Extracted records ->
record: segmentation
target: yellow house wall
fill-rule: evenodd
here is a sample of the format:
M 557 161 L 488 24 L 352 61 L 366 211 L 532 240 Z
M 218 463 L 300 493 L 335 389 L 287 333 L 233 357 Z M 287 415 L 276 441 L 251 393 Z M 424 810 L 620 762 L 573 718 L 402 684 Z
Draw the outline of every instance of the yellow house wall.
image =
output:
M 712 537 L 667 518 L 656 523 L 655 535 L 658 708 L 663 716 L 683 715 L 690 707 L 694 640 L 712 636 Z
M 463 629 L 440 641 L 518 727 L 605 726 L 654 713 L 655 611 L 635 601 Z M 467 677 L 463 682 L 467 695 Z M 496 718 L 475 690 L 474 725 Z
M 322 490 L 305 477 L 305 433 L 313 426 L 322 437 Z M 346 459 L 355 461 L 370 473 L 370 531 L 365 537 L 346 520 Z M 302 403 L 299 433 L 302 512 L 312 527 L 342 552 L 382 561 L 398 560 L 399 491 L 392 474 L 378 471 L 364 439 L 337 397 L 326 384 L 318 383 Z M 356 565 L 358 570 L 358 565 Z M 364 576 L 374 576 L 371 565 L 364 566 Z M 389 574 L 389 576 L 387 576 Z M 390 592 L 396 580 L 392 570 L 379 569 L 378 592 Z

Aim -> Convert the listing above into a JSON array of strings, with each line as one string and blank lines omitted.

Result of this exercise ->
[
  "record: segmentation",
  "target: yellow house wall",
  "fill-rule: evenodd",
  "here is a sample of the format:",
  "M 557 161 L 488 24 L 352 61 L 366 211 L 532 240 Z",
  "M 218 463 L 300 493 L 335 389 L 287 333 L 233 357 Z M 287 415 L 276 441 L 251 393 Z M 424 810 L 620 762 L 573 718 L 402 684 Z",
  "Draw the outline of every instance of the yellow house wall.",
  "image =",
  "output:",
  "M 712 537 L 667 518 L 656 523 L 655 535 L 658 708 L 663 716 L 683 715 L 690 707 L 694 640 L 712 636 Z",
  "M 463 629 L 440 641 L 518 727 L 605 726 L 654 713 L 655 611 L 635 601 Z M 467 677 L 463 682 L 467 695 Z M 496 718 L 475 690 L 474 725 Z",
  "M 322 490 L 305 477 L 305 433 L 313 426 L 322 437 Z M 346 459 L 355 461 L 370 473 L 370 531 L 365 537 L 346 520 Z M 302 403 L 299 433 L 302 512 L 312 527 L 342 552 L 382 561 L 398 560 L 399 491 L 392 474 L 378 471 L 364 439 L 337 397 L 326 384 L 318 383 Z M 356 565 L 358 570 L 358 565 Z M 364 576 L 374 576 L 371 565 L 364 566 Z M 389 574 L 389 576 L 387 576 Z M 390 592 L 396 580 L 392 570 L 379 569 L 378 592 Z"
]